◆ **Written task**:
Please rewrite the data from the line containing "Where can you see the play" through the end of the data, replacing "plastic cup" with "paper cup" and changing nothing else. Leave the pictures out of your answer.

◆ **Listed entries**:
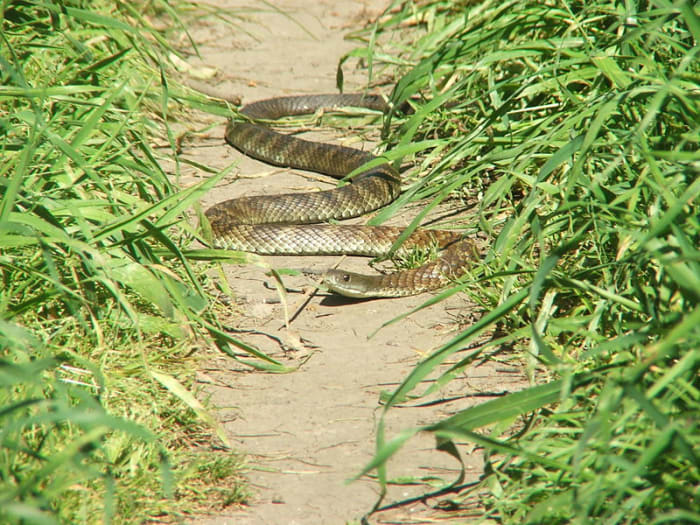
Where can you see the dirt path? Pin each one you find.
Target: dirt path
(308, 432)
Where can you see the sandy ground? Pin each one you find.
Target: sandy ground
(307, 432)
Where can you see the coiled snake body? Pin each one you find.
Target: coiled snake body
(285, 224)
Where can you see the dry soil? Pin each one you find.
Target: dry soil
(308, 432)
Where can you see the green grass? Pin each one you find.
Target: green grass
(574, 129)
(100, 308)
(571, 127)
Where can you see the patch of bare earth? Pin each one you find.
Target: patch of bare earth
(308, 432)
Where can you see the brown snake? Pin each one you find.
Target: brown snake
(284, 224)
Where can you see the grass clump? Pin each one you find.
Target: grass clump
(99, 308)
(577, 125)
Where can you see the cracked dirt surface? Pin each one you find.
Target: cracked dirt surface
(307, 432)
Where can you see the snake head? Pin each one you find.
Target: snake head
(348, 284)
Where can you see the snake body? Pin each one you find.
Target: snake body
(286, 223)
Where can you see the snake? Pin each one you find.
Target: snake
(293, 223)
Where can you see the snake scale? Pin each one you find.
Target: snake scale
(287, 223)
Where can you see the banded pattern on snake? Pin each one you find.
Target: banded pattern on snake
(286, 223)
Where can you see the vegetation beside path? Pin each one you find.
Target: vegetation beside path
(577, 125)
(100, 308)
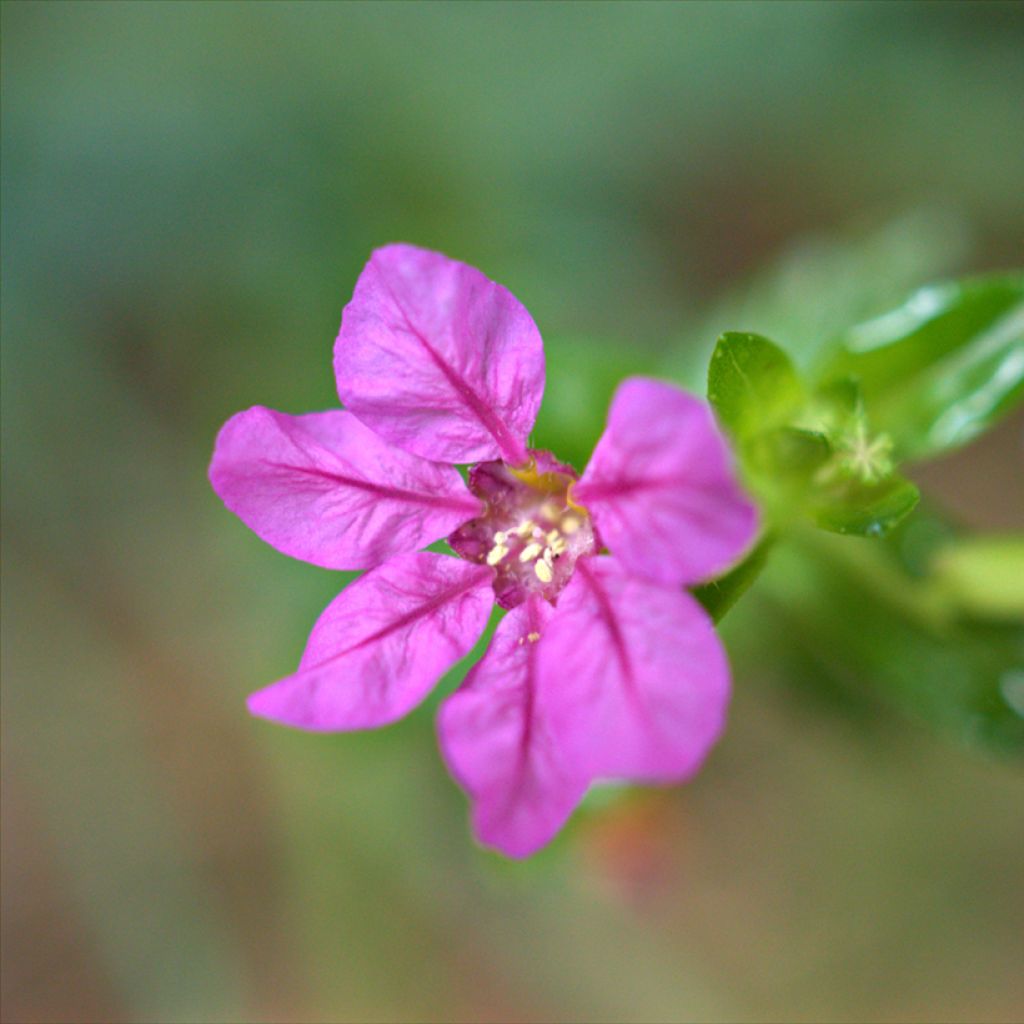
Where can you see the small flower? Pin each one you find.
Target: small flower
(604, 668)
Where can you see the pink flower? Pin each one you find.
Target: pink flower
(604, 667)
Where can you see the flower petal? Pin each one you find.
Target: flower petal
(382, 643)
(438, 359)
(636, 679)
(499, 745)
(662, 488)
(325, 488)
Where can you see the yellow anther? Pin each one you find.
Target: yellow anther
(529, 552)
(497, 553)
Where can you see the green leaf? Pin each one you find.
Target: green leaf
(865, 509)
(943, 367)
(983, 576)
(752, 384)
(845, 621)
(720, 595)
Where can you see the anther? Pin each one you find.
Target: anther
(529, 552)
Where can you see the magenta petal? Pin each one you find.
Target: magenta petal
(637, 680)
(382, 644)
(499, 745)
(438, 359)
(662, 487)
(325, 488)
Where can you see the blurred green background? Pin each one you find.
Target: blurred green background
(189, 192)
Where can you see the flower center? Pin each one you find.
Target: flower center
(530, 532)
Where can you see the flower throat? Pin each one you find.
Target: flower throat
(530, 532)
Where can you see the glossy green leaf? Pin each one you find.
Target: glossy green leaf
(752, 384)
(943, 367)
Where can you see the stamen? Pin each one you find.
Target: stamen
(529, 552)
(497, 553)
(524, 528)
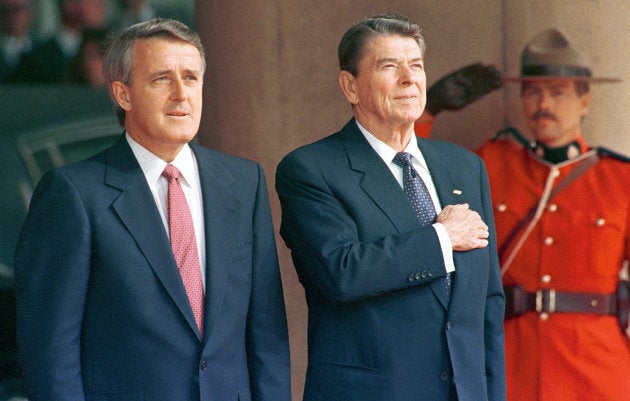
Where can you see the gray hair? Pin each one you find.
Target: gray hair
(117, 64)
(353, 42)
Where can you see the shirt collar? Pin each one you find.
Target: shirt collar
(387, 153)
(152, 166)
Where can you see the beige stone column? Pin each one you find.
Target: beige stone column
(271, 83)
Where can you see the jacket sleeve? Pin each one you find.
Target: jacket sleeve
(267, 335)
(52, 264)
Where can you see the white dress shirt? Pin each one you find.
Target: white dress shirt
(387, 153)
(152, 167)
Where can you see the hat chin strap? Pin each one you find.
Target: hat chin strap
(569, 71)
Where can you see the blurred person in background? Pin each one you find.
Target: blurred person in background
(51, 59)
(87, 66)
(16, 17)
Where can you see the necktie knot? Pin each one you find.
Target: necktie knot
(402, 159)
(170, 172)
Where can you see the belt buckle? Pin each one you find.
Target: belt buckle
(546, 301)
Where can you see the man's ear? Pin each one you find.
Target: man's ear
(121, 94)
(348, 84)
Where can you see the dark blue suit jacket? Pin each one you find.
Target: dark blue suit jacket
(380, 327)
(102, 311)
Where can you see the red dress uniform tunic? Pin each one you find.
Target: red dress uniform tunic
(578, 245)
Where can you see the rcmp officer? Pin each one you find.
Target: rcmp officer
(562, 213)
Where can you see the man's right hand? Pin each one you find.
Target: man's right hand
(464, 227)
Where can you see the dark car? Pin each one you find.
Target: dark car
(40, 128)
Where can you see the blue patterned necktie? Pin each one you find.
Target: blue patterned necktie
(420, 199)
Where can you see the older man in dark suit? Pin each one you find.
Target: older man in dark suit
(393, 239)
(149, 272)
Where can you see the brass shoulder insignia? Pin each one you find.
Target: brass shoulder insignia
(514, 134)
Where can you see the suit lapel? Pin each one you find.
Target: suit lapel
(378, 182)
(137, 210)
(450, 189)
(220, 205)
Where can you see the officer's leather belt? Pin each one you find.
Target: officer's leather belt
(518, 301)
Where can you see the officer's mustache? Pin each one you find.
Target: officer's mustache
(543, 114)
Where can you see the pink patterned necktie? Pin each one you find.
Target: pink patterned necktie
(184, 243)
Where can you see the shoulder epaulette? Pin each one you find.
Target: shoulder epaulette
(515, 134)
(609, 153)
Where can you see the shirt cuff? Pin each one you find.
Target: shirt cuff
(447, 247)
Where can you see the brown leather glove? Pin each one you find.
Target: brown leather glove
(462, 87)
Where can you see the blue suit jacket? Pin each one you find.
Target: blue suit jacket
(102, 311)
(380, 327)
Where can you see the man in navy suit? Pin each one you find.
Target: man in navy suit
(103, 313)
(382, 325)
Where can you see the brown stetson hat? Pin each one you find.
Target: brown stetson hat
(549, 55)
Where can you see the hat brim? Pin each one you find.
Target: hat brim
(594, 80)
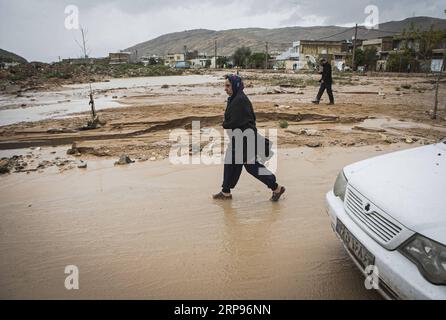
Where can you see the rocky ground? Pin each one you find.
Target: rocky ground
(371, 110)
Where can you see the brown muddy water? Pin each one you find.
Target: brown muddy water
(152, 231)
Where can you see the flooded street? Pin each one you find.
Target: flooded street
(151, 231)
(71, 99)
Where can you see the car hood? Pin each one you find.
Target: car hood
(408, 185)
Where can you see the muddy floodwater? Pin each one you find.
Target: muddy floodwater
(151, 231)
(71, 99)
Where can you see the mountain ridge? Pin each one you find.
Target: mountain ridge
(278, 38)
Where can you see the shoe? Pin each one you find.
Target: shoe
(276, 196)
(221, 196)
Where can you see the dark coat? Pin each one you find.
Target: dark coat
(326, 74)
(240, 115)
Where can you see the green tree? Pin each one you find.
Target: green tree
(257, 60)
(359, 57)
(423, 42)
(370, 57)
(241, 57)
(221, 62)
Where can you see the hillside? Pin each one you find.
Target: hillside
(278, 39)
(6, 56)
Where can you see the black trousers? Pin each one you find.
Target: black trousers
(325, 86)
(232, 174)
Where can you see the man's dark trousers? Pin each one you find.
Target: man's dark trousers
(325, 86)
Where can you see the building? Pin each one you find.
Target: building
(171, 59)
(182, 65)
(305, 53)
(120, 57)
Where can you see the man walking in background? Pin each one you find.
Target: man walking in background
(326, 82)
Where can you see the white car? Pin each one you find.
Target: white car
(390, 213)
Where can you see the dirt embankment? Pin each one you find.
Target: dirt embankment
(369, 111)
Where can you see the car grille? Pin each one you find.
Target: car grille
(374, 223)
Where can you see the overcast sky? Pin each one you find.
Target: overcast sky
(36, 29)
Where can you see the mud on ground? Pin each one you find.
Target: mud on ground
(370, 110)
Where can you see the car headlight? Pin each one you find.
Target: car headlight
(429, 256)
(340, 186)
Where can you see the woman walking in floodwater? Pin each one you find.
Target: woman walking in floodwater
(240, 115)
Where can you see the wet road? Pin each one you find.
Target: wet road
(151, 231)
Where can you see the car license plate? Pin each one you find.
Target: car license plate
(362, 255)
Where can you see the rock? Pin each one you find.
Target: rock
(314, 144)
(124, 160)
(311, 132)
(12, 88)
(307, 132)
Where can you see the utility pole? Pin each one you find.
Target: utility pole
(354, 47)
(84, 43)
(215, 53)
(437, 86)
(266, 56)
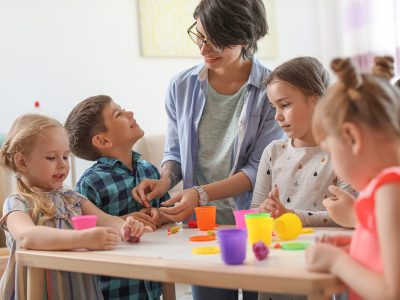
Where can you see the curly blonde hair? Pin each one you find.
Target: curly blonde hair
(360, 98)
(21, 139)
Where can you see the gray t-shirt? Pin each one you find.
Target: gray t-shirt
(217, 131)
(303, 175)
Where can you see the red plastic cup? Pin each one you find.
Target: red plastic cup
(84, 222)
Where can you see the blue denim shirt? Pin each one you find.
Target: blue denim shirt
(184, 104)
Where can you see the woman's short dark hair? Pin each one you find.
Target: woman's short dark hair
(233, 22)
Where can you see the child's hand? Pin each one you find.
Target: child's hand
(133, 229)
(100, 238)
(322, 257)
(273, 204)
(154, 215)
(145, 217)
(150, 189)
(340, 207)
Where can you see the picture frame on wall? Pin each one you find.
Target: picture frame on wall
(163, 25)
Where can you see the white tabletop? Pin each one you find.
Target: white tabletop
(169, 258)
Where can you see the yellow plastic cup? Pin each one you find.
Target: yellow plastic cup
(259, 228)
(288, 226)
(206, 217)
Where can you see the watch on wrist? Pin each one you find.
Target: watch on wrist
(203, 197)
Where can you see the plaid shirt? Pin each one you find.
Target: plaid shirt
(108, 184)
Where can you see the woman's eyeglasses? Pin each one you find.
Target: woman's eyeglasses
(200, 41)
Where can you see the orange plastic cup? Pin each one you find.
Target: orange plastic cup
(288, 226)
(206, 216)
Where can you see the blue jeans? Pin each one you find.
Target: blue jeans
(202, 292)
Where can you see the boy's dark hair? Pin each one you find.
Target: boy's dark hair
(85, 121)
(305, 73)
(233, 22)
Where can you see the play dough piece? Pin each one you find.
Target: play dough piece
(260, 250)
(307, 230)
(202, 238)
(295, 246)
(206, 250)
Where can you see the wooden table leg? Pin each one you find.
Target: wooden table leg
(318, 296)
(35, 283)
(168, 291)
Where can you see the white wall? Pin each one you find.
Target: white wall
(62, 51)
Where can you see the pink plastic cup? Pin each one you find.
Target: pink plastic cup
(84, 222)
(239, 217)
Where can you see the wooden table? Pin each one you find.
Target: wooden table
(169, 259)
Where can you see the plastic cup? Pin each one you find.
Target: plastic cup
(239, 217)
(288, 226)
(206, 216)
(233, 245)
(84, 222)
(259, 228)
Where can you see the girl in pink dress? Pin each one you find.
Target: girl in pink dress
(358, 124)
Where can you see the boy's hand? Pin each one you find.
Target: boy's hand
(150, 189)
(143, 216)
(154, 215)
(132, 230)
(340, 207)
(187, 200)
(273, 204)
(100, 238)
(322, 257)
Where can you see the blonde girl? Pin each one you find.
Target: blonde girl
(38, 215)
(358, 124)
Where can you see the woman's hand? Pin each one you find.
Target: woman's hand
(185, 202)
(100, 238)
(147, 216)
(340, 207)
(150, 189)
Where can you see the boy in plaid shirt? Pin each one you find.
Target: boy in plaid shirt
(100, 130)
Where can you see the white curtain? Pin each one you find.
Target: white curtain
(370, 28)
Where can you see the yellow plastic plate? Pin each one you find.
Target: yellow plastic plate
(206, 250)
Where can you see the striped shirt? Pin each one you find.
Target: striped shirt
(108, 184)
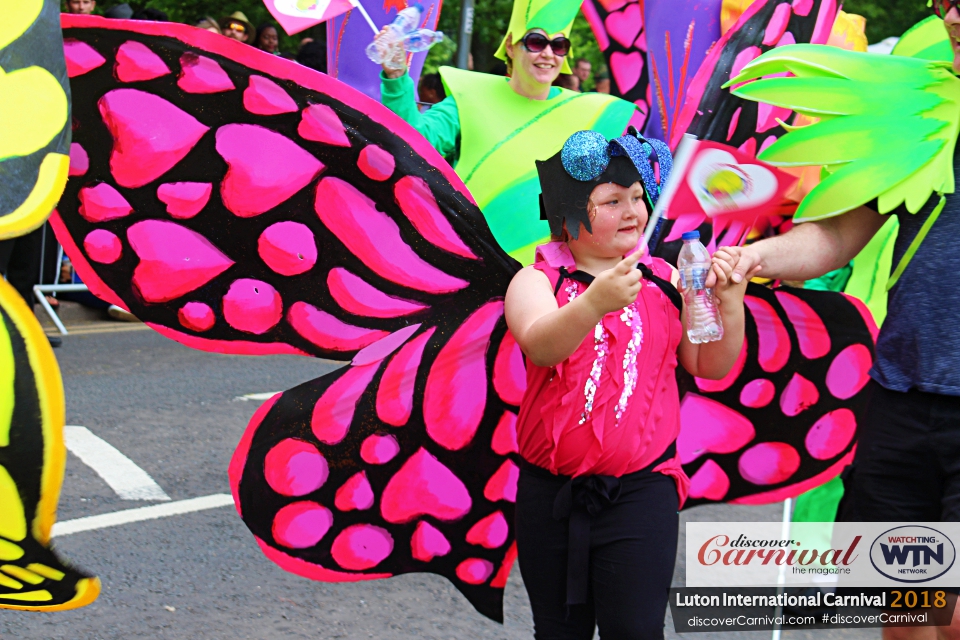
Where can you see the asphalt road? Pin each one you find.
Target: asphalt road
(175, 413)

◆ **Exercise result**:
Where can you see the play dough piece? Pin each one you find.
Target: play dough piece
(260, 250)
(307, 230)
(202, 238)
(295, 246)
(206, 250)
Where can you see the wooden table leg? Pin each one you find.
Target: wooden table leg
(318, 296)
(35, 283)
(168, 291)
Where can you see the white wall? Pin each one you find.
Target: white wall
(62, 51)
Where can you see the pink paper cup? Pin each one you find.
Target: pink paper cup
(84, 222)
(239, 217)
Where can you see the wooden table? Pin each one you find.
Target: wooden table
(169, 259)
Where can you see the paper cup? Pin each one you find.
Target: paper cup
(239, 217)
(288, 226)
(206, 216)
(233, 245)
(84, 222)
(259, 228)
Where can you see the girl in pink dress? Pin each one you find.
Target: girl in pink dress
(358, 124)
Where can you see the boy's hand? Pin each one you find.
Target: boy's hand
(150, 189)
(143, 216)
(154, 215)
(132, 230)
(340, 207)
(187, 200)
(273, 204)
(100, 238)
(322, 257)
Where can you see the blonde girl? Pin each one you find.
Target: blonde girl
(38, 215)
(358, 124)
Where can you see the woman's hand? Pin each one you find.
Target: woman's hand
(185, 202)
(100, 238)
(147, 216)
(340, 207)
(150, 189)
Where can you see the boy in plaid shirt? Pin each one you find.
Target: boy in plaid shirt
(100, 130)
Where can you see the white curtain? Pin each one you find.
Target: white curtain
(370, 28)
Where can you see the yellow plastic plate? Pin each one you find.
Target: yellow plastic plate
(206, 250)
Where can you see the striped shirt? Pin each one you find.
Target: striped shirt
(108, 184)
Where can you see the asphalt road? Pin each one you find.
Target: asphalt road
(175, 413)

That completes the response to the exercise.